> Exercise goal: If a line of the records holds the word "orange", copy it out.

> Information supplied:
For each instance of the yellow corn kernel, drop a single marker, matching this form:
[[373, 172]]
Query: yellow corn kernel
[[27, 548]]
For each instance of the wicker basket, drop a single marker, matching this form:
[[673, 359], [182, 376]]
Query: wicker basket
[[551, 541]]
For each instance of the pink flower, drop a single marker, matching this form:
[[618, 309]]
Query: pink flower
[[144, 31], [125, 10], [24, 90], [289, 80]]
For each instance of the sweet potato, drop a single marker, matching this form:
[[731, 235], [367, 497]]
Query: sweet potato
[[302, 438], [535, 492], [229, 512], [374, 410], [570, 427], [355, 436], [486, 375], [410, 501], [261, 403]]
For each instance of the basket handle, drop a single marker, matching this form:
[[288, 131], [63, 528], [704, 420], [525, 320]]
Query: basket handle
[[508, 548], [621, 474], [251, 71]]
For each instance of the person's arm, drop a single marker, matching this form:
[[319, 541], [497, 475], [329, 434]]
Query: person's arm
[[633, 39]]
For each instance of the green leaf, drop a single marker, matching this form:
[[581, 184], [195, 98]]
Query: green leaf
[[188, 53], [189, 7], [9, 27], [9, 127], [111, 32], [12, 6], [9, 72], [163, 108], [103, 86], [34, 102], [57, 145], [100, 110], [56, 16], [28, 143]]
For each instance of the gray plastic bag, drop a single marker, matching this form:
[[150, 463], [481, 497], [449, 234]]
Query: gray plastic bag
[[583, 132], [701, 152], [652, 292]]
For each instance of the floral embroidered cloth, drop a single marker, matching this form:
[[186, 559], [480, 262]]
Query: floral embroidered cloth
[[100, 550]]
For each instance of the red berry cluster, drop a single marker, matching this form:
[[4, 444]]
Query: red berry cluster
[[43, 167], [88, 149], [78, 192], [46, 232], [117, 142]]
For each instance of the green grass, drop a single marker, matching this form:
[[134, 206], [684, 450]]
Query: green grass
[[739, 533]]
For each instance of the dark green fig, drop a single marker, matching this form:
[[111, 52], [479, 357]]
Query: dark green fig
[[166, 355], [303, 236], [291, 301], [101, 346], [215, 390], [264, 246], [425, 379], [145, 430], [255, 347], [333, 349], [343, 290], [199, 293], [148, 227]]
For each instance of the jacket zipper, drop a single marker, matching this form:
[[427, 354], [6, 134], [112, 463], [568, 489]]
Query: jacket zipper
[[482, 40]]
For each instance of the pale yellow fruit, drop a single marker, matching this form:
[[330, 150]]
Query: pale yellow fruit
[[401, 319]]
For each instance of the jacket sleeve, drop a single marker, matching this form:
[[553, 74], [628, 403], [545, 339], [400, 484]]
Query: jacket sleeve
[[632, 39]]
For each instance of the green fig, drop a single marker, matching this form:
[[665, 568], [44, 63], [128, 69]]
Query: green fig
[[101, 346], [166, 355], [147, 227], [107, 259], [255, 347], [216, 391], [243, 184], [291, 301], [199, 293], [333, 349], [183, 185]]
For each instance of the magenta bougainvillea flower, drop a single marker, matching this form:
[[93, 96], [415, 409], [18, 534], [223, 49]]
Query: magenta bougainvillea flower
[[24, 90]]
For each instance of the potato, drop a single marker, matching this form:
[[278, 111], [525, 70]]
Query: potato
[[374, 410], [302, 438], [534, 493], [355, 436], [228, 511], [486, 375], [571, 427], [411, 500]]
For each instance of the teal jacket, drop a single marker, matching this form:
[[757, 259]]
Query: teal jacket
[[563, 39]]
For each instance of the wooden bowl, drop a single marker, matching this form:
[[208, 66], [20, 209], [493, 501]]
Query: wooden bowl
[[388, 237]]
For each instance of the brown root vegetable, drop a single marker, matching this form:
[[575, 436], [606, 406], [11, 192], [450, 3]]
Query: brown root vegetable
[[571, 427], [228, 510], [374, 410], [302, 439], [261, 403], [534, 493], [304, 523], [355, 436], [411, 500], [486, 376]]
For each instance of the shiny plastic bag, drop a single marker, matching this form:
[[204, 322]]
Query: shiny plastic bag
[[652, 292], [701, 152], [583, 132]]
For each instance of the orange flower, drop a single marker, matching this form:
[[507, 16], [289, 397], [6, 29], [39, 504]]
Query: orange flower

> Solution for this exercise:
For each instance of the orange flower, drop a single marker, matching this form:
Query: orange flower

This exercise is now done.